:: Directive ::
Recast the listing below as a JSON list of strings, one string per line, skipping blank lines. Leave the pictures out.

:: Data lines ::

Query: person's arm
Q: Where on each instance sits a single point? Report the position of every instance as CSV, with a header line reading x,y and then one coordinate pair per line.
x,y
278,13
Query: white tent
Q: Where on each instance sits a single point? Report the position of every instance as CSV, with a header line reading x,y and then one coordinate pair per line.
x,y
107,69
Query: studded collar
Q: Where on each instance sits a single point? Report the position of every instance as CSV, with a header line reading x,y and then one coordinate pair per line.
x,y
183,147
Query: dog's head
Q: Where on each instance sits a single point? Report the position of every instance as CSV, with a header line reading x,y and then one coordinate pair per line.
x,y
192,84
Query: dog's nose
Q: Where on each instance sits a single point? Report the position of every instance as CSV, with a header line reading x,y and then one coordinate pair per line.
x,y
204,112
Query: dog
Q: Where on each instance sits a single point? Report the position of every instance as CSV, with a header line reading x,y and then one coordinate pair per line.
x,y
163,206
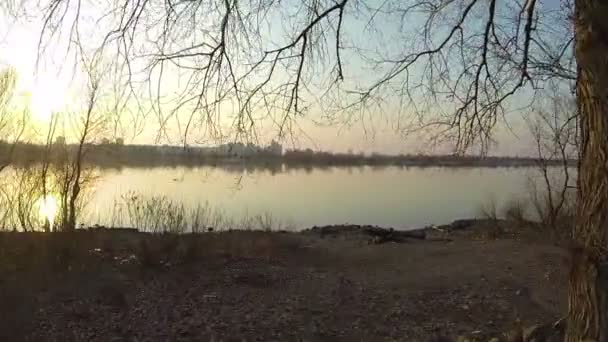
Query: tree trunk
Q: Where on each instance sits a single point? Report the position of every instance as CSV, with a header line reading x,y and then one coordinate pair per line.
x,y
588,293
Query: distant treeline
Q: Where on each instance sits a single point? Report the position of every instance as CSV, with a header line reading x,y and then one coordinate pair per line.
x,y
116,156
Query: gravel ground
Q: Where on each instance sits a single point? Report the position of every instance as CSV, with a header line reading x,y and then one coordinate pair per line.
x,y
254,286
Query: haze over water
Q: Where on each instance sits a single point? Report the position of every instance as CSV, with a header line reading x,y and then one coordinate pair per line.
x,y
402,198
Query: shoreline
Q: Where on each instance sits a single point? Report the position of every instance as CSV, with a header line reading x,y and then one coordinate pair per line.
x,y
472,278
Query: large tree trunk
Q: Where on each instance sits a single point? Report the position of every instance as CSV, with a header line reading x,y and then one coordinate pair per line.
x,y
588,294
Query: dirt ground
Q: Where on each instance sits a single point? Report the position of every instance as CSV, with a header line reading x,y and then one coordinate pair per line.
x,y
258,286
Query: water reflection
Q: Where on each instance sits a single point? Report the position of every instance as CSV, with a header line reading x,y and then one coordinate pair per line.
x,y
292,197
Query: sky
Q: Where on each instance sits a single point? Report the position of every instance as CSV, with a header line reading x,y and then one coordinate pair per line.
x,y
54,85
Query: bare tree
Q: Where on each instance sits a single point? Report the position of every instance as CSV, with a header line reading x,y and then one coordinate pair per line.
x,y
12,125
555,133
456,66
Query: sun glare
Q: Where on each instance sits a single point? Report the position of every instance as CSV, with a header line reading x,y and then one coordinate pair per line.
x,y
46,99
47,208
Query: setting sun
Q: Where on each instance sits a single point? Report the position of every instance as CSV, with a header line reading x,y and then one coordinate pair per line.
x,y
47,208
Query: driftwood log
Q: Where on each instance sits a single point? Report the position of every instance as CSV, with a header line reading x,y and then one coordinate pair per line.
x,y
382,235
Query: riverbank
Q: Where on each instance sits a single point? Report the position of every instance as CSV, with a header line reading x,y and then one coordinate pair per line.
x,y
475,279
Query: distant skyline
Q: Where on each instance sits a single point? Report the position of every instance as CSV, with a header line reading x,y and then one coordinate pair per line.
x,y
54,86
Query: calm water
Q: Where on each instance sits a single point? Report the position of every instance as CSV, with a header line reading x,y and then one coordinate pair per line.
x,y
393,197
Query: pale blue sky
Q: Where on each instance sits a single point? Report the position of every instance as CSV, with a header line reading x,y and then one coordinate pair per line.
x,y
54,85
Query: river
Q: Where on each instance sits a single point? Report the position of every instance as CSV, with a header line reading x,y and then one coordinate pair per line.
x,y
397,197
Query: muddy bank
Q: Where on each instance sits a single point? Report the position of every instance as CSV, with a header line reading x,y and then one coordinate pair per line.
x,y
103,285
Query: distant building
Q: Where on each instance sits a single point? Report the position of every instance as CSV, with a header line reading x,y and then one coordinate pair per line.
x,y
275,148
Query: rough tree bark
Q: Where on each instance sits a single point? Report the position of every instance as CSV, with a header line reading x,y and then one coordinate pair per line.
x,y
587,305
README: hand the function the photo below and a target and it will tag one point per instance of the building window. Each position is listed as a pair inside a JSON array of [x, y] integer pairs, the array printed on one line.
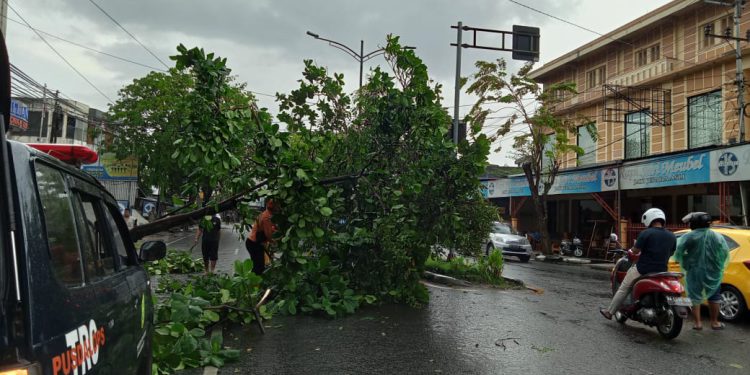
[[588, 144], [595, 77], [647, 55], [637, 134], [719, 27], [548, 152], [705, 125]]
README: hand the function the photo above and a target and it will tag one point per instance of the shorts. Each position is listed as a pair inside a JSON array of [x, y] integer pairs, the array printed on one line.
[[716, 297], [210, 250]]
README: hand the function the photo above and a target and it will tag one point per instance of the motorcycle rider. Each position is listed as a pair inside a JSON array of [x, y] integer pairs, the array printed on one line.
[[703, 255], [655, 245]]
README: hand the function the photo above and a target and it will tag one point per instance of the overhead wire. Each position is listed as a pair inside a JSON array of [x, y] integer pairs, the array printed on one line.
[[129, 33], [60, 55], [83, 46]]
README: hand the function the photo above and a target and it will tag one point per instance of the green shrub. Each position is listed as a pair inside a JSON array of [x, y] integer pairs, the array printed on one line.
[[485, 269], [175, 261], [183, 319]]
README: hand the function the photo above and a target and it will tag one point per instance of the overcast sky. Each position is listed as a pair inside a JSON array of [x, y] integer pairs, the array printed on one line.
[[265, 41]]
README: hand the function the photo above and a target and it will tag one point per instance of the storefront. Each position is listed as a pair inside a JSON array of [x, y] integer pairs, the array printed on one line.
[[590, 203]]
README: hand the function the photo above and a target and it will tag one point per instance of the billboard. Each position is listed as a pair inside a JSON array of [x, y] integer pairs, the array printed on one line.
[[110, 168], [19, 115]]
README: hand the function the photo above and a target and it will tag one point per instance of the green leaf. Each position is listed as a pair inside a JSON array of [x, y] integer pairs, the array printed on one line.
[[197, 332], [216, 340], [301, 174], [211, 315]]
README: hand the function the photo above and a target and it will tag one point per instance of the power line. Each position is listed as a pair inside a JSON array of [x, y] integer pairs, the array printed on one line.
[[85, 46], [128, 32], [60, 55]]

:: Full response ::
[
  "Query: person's arm",
  "Q: Where on each instance sits a single point? Report the position of every instance as CSV, with a header line reading x,y and then one coordinate pair per line.",
  "x,y",
  "278,13",
  "Query: white tent",
  "Q: Where on each instance sits a single point? Report the position of every instance as CSV, with a header line reading x,y and then one coordinate pair per line.",
  "x,y",
  "107,69",
  "Query: studded collar",
  "Q: Where on each instance sits a single point? Report the position of every instance as CSV, with a header line reading x,y and then one coordinate pair per line.",
  "x,y",
  "183,147",
  "Query: dog's head",
  "Q: Where on each instance sits a single point? Report the position of every instance as CSV, with a header line reading x,y and then one coordinate pair per line.",
  "x,y",
  "192,84",
  "Query: dog's nose",
  "Q: Where on each instance sits a single point? Report the position of every instance as CSV, with a header line reading x,y and then one coordinate pair per line.",
  "x,y",
  "204,112",
  "Query: dog",
  "Q: Where on each instance sits a single point? Report the position of every instance as CSV, with a header line reading x,y and then one coordinate pair per line.",
  "x,y",
  "163,206",
  "Query: tree trunk",
  "Q: Where on each instance sits a single point? Report the position of every instance as CSV, with a header line reading x,y and then one coordinate pair per line.",
  "x,y",
  "588,293",
  "Query: distant treeline",
  "Q: Where on each instance sits a single point? Report the position of every instance as CSV, with a header line reading x,y and then one coordinate pair per line.",
  "x,y",
  "116,156",
  "Query: gravel ground",
  "Q: Where on each instance sits a single point? Report the position of every instance as CSV, with a header line reading x,y and then one coordinate pair per line.",
  "x,y",
  "254,286",
  "Query: haze over water",
  "Q: Where on each instance sits a single point? Report the position of every instance as CSV, with a header line reading x,y and then one coordinate pair per line.",
  "x,y",
  "402,198",
  "Query: shoreline",
  "Q: Where on each instance sits a single point? Report the position of every instance as CSV, with a header line reading x,y and then one coordinate pair per line.",
  "x,y",
  "472,278",
  "Query: large tree trunk",
  "Q: Where on each instance sits a single point? Report the position of every instance as CSV, with a header line reading x,y and then one coordinate pair per line.",
  "x,y",
  "588,294",
  "Query: dirt ground",
  "Q: Where on each instance sits a single point? Report the position of every instance as CSV, with a header line reading x,y and then one coordinate pair per line.",
  "x,y",
  "258,286",
  "Query: water reflection",
  "Q: Where on each instance sits a single point? Report the position of every instance as CSV, with a header line reading x,y and then one coordinate pair per line.",
  "x,y",
  "292,197",
  "Query: sky",
  "Q: Where on each instance sits a single point? Report the position of every instance as CSV, with a header line reading x,y and then one coordinate pair per line.",
  "x,y",
  "54,85",
  "Query: bare tree",
  "Q: Where on each instance sits a single point? Report the position of every instance as CSV, with a header line reading x,y and then one coordinate pair per line.",
  "x,y",
  "12,125",
  "555,133",
  "456,66",
  "Query: sun glare",
  "Q: Where on each instance sits a single point? Report the position of every instance as CSV, with a header line reading x,y and then one coordinate pair per line.",
  "x,y",
  "46,99",
  "47,208",
  "Query: setting sun",
  "Q: Where on each instance sits a single point? Report the position of every instance as CSV, with a header line reading x,y and then one coordinate pair per line.",
  "x,y",
  "47,208",
  "Query: driftwood log",
  "Q: Where on each instance sits a single point? Report the position of every instance as CSV, with a header line reading x,y and then one coordinate pair per line.",
  "x,y",
  "382,235",
  "Query: riverbank",
  "Q: Where on each instance sits a single point? Report the position of every instance as CSV, with a header line reading x,y and then one coordinate pair per line.",
  "x,y",
  "475,279",
  "Query: distant skyline",
  "Q: Where on each instance sits a single point? Report the position of every instance as CSV, with a header line reading x,y and then one coordinate pair per line.",
  "x,y",
  "54,86",
  "Query: calm water",
  "Q: Where on each instance sits a single point? Report the position of every instance as CSV, with a header line reading x,y and then one coordinate pair per line.",
  "x,y",
  "393,197",
  "Query: pale blue sky",
  "Q: Where on each instance sits a single point? Report the position of every instance as CSV, with a header line reading x,y and then one coordinate pair per line.",
  "x,y",
  "54,85",
  "Query: river",
  "Q: Where on each instance sits a single point? Report the position of every instance as CSV, with a header line reading x,y and then one coordinate pair per line.",
  "x,y",
  "397,197",
  "Query: muddy bank",
  "Q: Where on each instance sits a single point? Report the position of every instance as CSV, with a header line reading x,y and then one coordinate pair per line.",
  "x,y",
  "103,285",
  "Query: distant building",
  "Q: Where on each instance sits a single point? Report the position of every instance as CSV, with a header line reading x,y and then one coordinate pair per line.",
  "x,y",
  "275,148",
  "Query: rough tree bark",
  "Q: Where on each instance sits a single point? Report the position of every instance as CSV, with a header line reading x,y and then one coordinate pair per line.",
  "x,y",
  "587,305",
  "README: hand the function the photo below and a target and it will tag one point per instance of the building window. Each position is listed as a pair inside a JSON array of [x, y] integer pairs, the array printed on one line.",
  "[[588, 144], [595, 77], [647, 55], [637, 134], [719, 27], [548, 152], [705, 125]]",
  "README: hand the function the photo above and a target and it will tag one point per instance of the shorts. Each position is listed as a pair inside a JSON array of [x, y] integer pairs, the array printed on one line.",
  "[[716, 297], [210, 250]]",
  "README: hand the function the photo above and a target and it will tag one point per instance of the motorcycle rider. Each position is listed as a pair inside a JSON array of [x, y] integer pairs, the array printed on one line.",
  "[[703, 255], [655, 245]]",
  "README: hand the function the photo above and a target and it will tag one point per instance of the overhead wire. Each position is listed as a pair inside a JSON array of [x, y] integer pairs, the array printed on one line.",
  "[[129, 33], [60, 55], [83, 46]]",
  "README: hand the function the photo above and a target and it will tag one point per instance of the green shrub. Each position is listed as a pair inside a JSON array of [x, y] integer pairs, the array printed on one line.",
  "[[485, 269], [175, 261], [183, 319]]",
  "README: hand the function the photo above and a target and it will tag one point per instance of the overcast sky. Each position is listed as a pair inside a JSON array of [x, y] integer pairs, the array printed on one line.",
  "[[265, 41]]",
  "README: hand the function the photo above and a target and it will tag one point per instance of the storefront. Each position is listed as a pair inside a JSON array of [x, y] integer pairs, the array printed on one line.",
  "[[590, 203]]",
  "README: hand the function the photo above and a target and it will tag one point per instance of the billboard. Each position is listed as a pair inside a JSON array of [x, y] integer pairs, the array printed on one line.",
  "[[110, 168], [19, 115]]",
  "README: hand the function the photo above and a target and it will tag one point per instance of the green leaf. Each position is listed as a pair inside a JSON array of [x, y] integer pairs, the array printed on one line.",
  "[[197, 332], [216, 340], [301, 174], [211, 315]]",
  "README: hand the function the photo above and a target and it will tag one point per instance of the power line. Each position is listed as a pair inside a JSON array of [x, y] integer pairs, the array printed on one line.",
  "[[85, 46], [128, 32], [60, 55]]"
]